→ **Brief**: Express every line of the entries below as a JSON list of strings, one string per line, with blank lines left out.
-- begin Dataset content --
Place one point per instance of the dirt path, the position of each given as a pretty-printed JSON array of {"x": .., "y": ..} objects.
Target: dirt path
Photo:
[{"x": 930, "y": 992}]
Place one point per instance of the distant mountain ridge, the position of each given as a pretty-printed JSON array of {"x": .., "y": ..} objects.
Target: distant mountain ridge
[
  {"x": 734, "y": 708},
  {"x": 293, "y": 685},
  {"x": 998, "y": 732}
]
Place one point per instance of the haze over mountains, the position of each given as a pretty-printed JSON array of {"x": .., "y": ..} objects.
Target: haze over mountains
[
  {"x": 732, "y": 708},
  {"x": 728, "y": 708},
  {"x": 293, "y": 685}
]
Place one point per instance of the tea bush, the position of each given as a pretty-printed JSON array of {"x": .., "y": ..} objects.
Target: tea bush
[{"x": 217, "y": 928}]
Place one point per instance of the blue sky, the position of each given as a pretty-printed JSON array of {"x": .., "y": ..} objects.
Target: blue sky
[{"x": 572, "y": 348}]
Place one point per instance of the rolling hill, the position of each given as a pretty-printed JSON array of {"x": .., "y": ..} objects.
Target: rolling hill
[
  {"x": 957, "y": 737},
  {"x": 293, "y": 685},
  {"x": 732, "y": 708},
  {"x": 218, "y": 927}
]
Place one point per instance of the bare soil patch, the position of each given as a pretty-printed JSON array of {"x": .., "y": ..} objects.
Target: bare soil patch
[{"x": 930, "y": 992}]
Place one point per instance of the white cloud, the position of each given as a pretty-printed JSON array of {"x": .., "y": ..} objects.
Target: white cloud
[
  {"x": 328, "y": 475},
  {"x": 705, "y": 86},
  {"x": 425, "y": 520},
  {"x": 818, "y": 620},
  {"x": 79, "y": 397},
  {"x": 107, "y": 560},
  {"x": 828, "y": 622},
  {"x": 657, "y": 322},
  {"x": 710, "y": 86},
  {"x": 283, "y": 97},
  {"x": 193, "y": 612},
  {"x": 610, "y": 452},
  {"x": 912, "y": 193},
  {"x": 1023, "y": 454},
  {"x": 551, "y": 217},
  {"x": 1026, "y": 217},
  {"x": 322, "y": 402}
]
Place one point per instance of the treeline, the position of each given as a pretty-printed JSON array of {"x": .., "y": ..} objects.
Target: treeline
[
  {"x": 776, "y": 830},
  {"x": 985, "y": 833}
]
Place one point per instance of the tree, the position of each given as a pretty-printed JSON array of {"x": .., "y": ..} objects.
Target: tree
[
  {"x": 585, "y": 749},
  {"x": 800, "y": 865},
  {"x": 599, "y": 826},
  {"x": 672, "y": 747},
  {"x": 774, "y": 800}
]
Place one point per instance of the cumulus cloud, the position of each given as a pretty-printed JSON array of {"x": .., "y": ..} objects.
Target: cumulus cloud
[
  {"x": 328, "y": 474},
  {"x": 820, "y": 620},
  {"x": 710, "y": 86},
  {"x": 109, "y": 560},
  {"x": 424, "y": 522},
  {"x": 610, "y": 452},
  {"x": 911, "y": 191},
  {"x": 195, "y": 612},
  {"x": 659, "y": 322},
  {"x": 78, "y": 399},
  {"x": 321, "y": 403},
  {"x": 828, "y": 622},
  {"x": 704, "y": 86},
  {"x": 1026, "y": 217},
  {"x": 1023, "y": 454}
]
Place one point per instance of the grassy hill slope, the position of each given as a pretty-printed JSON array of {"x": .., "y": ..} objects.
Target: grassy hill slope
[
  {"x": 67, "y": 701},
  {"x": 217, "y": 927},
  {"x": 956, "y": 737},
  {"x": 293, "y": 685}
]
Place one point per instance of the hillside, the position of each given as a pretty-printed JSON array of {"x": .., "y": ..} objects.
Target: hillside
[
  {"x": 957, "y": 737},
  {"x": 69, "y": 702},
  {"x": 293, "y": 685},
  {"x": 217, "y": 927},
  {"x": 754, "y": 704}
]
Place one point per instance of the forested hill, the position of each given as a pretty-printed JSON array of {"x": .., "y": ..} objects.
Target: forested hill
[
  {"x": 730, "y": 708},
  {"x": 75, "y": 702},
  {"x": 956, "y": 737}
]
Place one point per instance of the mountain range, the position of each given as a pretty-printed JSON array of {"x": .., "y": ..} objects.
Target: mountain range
-- end Dataset content --
→ **Complete response**:
[
  "Place one point per instance of the dirt path, the position of each given as a pretty-printed JSON array of {\"x\": .., \"y\": ..} objects.",
  "Target: dirt path",
  "Photo:",
  "[{\"x\": 930, \"y\": 992}]",
  "Place one point per instance of the distant mountain ridge, the position of each given as a pretty-printed JSON array of {\"x\": .., \"y\": ..} objects.",
  "Target: distant mountain ridge",
  "[",
  "  {\"x\": 734, \"y\": 708},",
  "  {\"x\": 293, \"y\": 685},",
  "  {\"x\": 998, \"y\": 732}",
  "]",
  "Place one point per instance of the haze over mountains, the position of each given as a pretty-printed JSON array of {\"x\": .., \"y\": ..} objects.",
  "Target: haze over mountains",
  "[",
  "  {\"x\": 732, \"y\": 708},",
  "  {\"x\": 728, \"y\": 708},",
  "  {\"x\": 293, \"y\": 685}",
  "]",
  "Place one point per instance of the tea bush, the position of each given as a pretty-printed JSON array of {\"x\": .., \"y\": ..} objects.",
  "Target: tea bush",
  "[{\"x\": 217, \"y\": 928}]",
  "Place one point per instance of the blue sky, the position of each given as a pretty-printed JSON array of {\"x\": .., \"y\": ..} objects.",
  "Target: blue sky",
  "[{\"x\": 572, \"y\": 348}]",
  "Place one point per instance of the rolling hill, the position of each given as a pretty-printed JSON array of {\"x\": .., \"y\": ..} objects.",
  "Target: rolling hill",
  "[",
  "  {\"x\": 957, \"y\": 737},",
  "  {\"x\": 293, \"y\": 685},",
  "  {\"x\": 732, \"y\": 708},",
  "  {\"x\": 218, \"y\": 927}",
  "]",
  "Place one point per instance of the bare soil patch, the position of each given as a pretty-printed JSON array of {\"x\": .., \"y\": ..} objects.",
  "Target: bare soil patch",
  "[{\"x\": 930, \"y\": 992}]",
  "Place one point per instance of the white cloud, the position of each given as a pretty-printed JSON array of {\"x\": .., \"y\": ..} objects.",
  "Target: white cloud",
  "[",
  "  {\"x\": 328, \"y\": 475},",
  "  {\"x\": 705, \"y\": 86},",
  "  {\"x\": 425, \"y\": 520},",
  "  {\"x\": 818, \"y\": 620},",
  "  {\"x\": 79, \"y\": 397},",
  "  {\"x\": 107, \"y\": 560},",
  "  {\"x\": 828, \"y\": 622},",
  "  {\"x\": 657, \"y\": 322},",
  "  {\"x\": 710, \"y\": 86},",
  "  {\"x\": 283, \"y\": 97},",
  "  {\"x\": 193, \"y\": 612},",
  "  {\"x\": 610, \"y\": 452},",
  "  {\"x\": 912, \"y\": 193},",
  "  {\"x\": 1023, \"y\": 454},",
  "  {\"x\": 551, \"y\": 217},",
  "  {\"x\": 1026, \"y\": 217},",
  "  {\"x\": 322, \"y\": 402}",
  "]",
  "Place one point per instance of the treeline, the position of each given as a pretty-printed JSON array of {\"x\": .., \"y\": ..} objects.",
  "Target: treeline",
  "[",
  "  {\"x\": 776, \"y\": 830},",
  "  {\"x\": 985, \"y\": 833}",
  "]",
  "Place one point per instance of the tree, the position of each given as a pretty-printed JSON array of {\"x\": .., \"y\": ..} objects.",
  "Target: tree",
  "[",
  "  {\"x\": 585, \"y\": 749},",
  "  {\"x\": 800, \"y\": 865},",
  "  {\"x\": 599, \"y\": 826},",
  "  {\"x\": 672, \"y\": 747},",
  "  {\"x\": 774, \"y\": 800}",
  "]",
  "Place one point per instance of the cumulus cloud, the position of each given as a pretty-printed JSON array of {\"x\": .., \"y\": ..} objects.",
  "Target: cumulus cloud",
  "[",
  "  {\"x\": 328, \"y\": 474},",
  "  {\"x\": 820, \"y\": 620},",
  "  {\"x\": 710, \"y\": 86},",
  "  {\"x\": 109, \"y\": 560},",
  "  {\"x\": 424, \"y\": 522},",
  "  {\"x\": 610, \"y\": 452},",
  "  {\"x\": 911, \"y\": 191},",
  "  {\"x\": 195, \"y\": 612},",
  "  {\"x\": 659, \"y\": 322},",
  "  {\"x\": 78, \"y\": 399},",
  "  {\"x\": 321, \"y\": 403},",
  "  {\"x\": 828, \"y\": 622},",
  "  {\"x\": 704, \"y\": 86},",
  "  {\"x\": 1026, \"y\": 217},",
  "  {\"x\": 1023, \"y\": 454}",
  "]",
  "Place one point per instance of the grassy hill slope, the position of each given as a pretty-printed JSON array of {\"x\": .., \"y\": ..} objects.",
  "Target: grassy hill slope",
  "[",
  "  {\"x\": 67, \"y\": 701},",
  "  {\"x\": 217, \"y\": 927},",
  "  {\"x\": 956, \"y\": 737},",
  "  {\"x\": 293, \"y\": 685}",
  "]",
  "Place one point per instance of the hillside, the position of each given as a pretty-printed JSON array of {\"x\": .., \"y\": ..} objects.",
  "Target: hillside",
  "[",
  "  {\"x\": 957, \"y\": 737},",
  "  {\"x\": 69, \"y\": 702},",
  "  {\"x\": 293, \"y\": 685},",
  "  {\"x\": 217, \"y\": 927},",
  "  {\"x\": 754, \"y\": 704}",
  "]",
  "Place one point per instance of the forested hill, the position of each given as a pretty-printed JSON array of {\"x\": .., \"y\": ..} objects.",
  "Target: forested hill",
  "[",
  "  {\"x\": 730, \"y\": 708},",
  "  {\"x\": 75, \"y\": 702},",
  "  {\"x\": 956, \"y\": 737}",
  "]",
  "Place one point per instance of the mountain range, the position of each given as a pretty-printed JSON array of {\"x\": .., \"y\": ..} objects.",
  "Target: mountain range"
]